Items from a dataset:
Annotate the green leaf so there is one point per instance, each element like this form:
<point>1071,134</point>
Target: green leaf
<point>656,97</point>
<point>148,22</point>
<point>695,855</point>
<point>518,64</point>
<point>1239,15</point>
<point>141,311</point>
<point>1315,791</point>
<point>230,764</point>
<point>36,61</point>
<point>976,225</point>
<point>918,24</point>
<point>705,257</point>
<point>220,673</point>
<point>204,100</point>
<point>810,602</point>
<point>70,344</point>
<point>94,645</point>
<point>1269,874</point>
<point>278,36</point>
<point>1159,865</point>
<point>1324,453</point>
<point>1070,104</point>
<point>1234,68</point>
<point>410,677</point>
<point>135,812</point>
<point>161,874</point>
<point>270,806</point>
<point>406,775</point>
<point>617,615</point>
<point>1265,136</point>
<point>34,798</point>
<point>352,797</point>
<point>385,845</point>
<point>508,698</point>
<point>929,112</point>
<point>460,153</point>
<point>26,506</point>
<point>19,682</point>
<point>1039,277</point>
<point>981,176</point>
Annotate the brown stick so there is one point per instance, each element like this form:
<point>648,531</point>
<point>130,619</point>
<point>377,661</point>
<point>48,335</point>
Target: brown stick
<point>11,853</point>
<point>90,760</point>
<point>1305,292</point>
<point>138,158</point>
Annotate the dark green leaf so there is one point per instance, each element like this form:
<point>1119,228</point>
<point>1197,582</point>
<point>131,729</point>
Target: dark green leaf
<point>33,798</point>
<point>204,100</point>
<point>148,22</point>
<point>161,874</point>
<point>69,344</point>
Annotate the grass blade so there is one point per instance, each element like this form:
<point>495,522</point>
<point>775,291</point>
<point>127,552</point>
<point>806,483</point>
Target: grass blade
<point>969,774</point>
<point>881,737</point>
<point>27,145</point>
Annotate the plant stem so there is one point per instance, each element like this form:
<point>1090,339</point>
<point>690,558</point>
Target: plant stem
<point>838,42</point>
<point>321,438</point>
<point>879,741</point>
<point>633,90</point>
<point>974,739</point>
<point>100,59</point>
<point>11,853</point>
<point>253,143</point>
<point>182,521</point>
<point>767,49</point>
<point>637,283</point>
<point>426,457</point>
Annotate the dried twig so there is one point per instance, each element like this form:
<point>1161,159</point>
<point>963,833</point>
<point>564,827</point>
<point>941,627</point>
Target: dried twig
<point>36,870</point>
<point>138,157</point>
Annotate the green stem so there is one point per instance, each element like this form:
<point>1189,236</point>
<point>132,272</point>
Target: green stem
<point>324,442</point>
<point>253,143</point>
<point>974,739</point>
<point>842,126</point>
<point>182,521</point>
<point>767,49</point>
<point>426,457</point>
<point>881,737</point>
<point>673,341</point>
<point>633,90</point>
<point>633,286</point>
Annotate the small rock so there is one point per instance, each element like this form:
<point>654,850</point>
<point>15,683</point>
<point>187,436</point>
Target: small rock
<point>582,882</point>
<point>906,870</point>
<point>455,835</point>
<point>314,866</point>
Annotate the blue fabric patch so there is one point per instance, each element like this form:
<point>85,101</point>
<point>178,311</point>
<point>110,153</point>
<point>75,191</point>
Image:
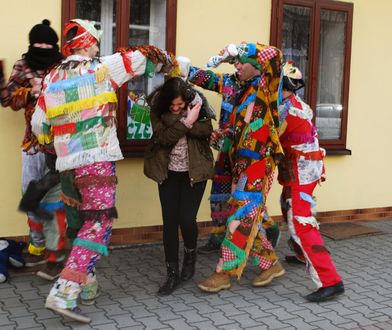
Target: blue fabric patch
<point>75,145</point>
<point>256,197</point>
<point>51,207</point>
<point>219,197</point>
<point>251,50</point>
<point>88,79</point>
<point>308,198</point>
<point>241,183</point>
<point>249,153</point>
<point>249,100</point>
<point>226,106</point>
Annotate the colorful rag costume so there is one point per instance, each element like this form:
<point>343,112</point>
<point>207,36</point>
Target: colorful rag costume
<point>44,235</point>
<point>77,112</point>
<point>299,172</point>
<point>231,89</point>
<point>254,153</point>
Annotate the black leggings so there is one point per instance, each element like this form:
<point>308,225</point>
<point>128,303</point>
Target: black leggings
<point>180,202</point>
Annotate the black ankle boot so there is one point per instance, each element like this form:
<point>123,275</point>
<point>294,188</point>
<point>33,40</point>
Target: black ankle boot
<point>36,190</point>
<point>188,266</point>
<point>172,280</point>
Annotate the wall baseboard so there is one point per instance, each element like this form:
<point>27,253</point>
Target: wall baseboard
<point>149,234</point>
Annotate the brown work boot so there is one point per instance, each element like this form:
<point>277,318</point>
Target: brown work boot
<point>51,271</point>
<point>266,276</point>
<point>33,260</point>
<point>215,282</point>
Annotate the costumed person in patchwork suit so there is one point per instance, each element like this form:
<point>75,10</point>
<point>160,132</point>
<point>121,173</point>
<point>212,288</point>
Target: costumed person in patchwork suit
<point>77,112</point>
<point>46,217</point>
<point>231,88</point>
<point>299,172</point>
<point>254,151</point>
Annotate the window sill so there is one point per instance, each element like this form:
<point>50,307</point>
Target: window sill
<point>339,152</point>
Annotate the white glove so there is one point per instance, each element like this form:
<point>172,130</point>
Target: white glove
<point>184,63</point>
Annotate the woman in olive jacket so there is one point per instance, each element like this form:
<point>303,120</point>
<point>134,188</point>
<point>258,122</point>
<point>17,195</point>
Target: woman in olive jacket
<point>180,160</point>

WHAT YOU HAVE TO DO:
Going back over the entries above, copy word for word every line from the one that has "<point>207,36</point>" on through the one that has "<point>212,288</point>".

OUTPUT FOR THIS TASK:
<point>207,36</point>
Target: colorful rag costume
<point>44,235</point>
<point>77,112</point>
<point>299,172</point>
<point>231,89</point>
<point>254,153</point>
Annotate the black leggings so there is one point per instance, each element like this form:
<point>308,225</point>
<point>128,303</point>
Target: black leggings
<point>180,202</point>
Annotate the black ankle boot so there is one point per instance, each element like this form:
<point>123,275</point>
<point>294,188</point>
<point>33,40</point>
Target: black ankle boot
<point>36,190</point>
<point>188,266</point>
<point>172,280</point>
Annotate the wall baseboard so there is one point per instance, each element like this form:
<point>27,253</point>
Target: wall baseboard
<point>149,234</point>
Annotate the brown work boot so there is one point per instance, each element like this form:
<point>277,318</point>
Target: brown work boot
<point>51,271</point>
<point>266,276</point>
<point>33,260</point>
<point>215,282</point>
Annotate the costumed person in patchwork suit so there is one point per instance, each element like this form:
<point>75,10</point>
<point>160,132</point>
<point>121,173</point>
<point>212,288</point>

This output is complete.